▶ [EXCERPTED DATA]:
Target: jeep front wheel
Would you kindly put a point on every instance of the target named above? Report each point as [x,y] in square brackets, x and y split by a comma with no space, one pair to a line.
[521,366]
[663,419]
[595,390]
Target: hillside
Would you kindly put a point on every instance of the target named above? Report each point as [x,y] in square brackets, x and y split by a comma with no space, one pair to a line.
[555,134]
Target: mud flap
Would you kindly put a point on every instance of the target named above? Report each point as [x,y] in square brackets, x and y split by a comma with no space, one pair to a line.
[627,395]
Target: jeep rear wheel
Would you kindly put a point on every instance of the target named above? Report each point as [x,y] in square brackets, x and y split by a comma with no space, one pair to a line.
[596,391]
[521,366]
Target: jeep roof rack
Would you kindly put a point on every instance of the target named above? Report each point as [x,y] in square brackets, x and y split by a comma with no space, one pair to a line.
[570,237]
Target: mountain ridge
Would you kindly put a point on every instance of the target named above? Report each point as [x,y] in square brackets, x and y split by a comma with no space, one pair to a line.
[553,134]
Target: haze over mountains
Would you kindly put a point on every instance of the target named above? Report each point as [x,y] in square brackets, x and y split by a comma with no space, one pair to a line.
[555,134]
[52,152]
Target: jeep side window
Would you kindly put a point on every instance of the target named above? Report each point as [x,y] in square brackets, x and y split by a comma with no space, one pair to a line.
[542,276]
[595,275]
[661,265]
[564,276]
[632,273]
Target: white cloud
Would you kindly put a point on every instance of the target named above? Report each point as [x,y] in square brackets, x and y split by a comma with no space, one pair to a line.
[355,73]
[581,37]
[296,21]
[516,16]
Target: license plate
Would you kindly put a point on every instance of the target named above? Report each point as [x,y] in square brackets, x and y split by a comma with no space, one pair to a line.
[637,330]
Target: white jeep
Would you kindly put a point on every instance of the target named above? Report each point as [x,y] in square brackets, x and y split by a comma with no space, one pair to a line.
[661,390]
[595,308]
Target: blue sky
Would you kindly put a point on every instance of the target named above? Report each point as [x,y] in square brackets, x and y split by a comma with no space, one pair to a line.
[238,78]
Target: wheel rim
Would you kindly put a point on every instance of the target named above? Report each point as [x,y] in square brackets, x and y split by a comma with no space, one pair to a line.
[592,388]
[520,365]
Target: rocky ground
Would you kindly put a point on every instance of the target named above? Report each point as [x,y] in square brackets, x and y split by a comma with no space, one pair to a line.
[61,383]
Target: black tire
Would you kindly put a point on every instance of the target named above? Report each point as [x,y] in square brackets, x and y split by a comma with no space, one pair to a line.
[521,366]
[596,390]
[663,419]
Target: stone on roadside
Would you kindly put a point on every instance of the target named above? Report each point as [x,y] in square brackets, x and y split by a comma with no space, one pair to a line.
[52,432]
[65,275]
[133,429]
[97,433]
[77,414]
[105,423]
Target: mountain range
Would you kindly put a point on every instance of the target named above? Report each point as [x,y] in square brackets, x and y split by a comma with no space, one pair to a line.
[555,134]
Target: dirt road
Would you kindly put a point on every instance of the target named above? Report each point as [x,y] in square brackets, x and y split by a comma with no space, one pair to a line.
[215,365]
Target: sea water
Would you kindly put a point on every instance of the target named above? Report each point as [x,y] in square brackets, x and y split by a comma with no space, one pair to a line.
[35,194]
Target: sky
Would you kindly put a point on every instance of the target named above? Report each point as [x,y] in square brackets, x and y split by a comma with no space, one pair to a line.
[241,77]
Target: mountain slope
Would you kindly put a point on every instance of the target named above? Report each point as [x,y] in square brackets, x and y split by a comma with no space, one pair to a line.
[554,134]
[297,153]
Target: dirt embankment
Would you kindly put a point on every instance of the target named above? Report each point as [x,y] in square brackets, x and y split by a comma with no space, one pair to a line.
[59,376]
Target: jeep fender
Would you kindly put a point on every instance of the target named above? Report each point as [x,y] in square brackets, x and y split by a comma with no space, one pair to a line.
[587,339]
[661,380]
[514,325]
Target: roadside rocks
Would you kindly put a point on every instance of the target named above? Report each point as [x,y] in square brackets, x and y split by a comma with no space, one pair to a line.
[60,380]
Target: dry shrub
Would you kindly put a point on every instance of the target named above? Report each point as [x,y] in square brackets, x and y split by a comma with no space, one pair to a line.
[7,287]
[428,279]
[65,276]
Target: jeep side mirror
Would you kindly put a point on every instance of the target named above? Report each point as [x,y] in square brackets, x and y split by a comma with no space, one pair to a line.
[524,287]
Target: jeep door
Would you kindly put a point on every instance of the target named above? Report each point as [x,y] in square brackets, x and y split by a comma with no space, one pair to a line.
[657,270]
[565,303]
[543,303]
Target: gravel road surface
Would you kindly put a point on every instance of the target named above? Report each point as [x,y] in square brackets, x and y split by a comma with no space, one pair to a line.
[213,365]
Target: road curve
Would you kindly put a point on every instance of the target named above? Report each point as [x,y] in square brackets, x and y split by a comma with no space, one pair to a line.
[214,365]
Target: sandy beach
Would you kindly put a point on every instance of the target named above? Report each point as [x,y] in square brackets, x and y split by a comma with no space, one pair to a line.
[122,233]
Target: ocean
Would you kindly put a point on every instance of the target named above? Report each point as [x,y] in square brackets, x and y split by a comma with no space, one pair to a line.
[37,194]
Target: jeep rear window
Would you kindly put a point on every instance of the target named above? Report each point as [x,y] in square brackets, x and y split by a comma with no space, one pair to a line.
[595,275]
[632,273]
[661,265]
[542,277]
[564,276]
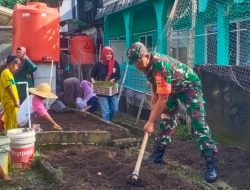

▶ [PROBLEM DESCRIPTION]: Could you set down, word for word, only the lines above from the line with "Target: stone on roadside" to the line with "Target: sea water", including both?

▶ [REPLY TO THE EXERCISE]:
Target: stone on roadside
Would you kindly put a point on every instance of the target named above? Report each point as [x,y] in square brackets, x and y split by a comma with no space, one pair to a line.
[52,432]
[65,275]
[133,429]
[97,433]
[77,414]
[105,423]
Target: mountain range
Would you kindly put a point on every instance of the target named above? Report each point as [x,y] in square brackets, x and y split by a comma with no space, one pair to a line.
[555,134]
Target: dirt road
Would you kindly put a point on every instance of the target named above? Report each point as [x,y] in square brackets, x and y split by a comma with no space, one pair to a line.
[215,365]
Target: sea water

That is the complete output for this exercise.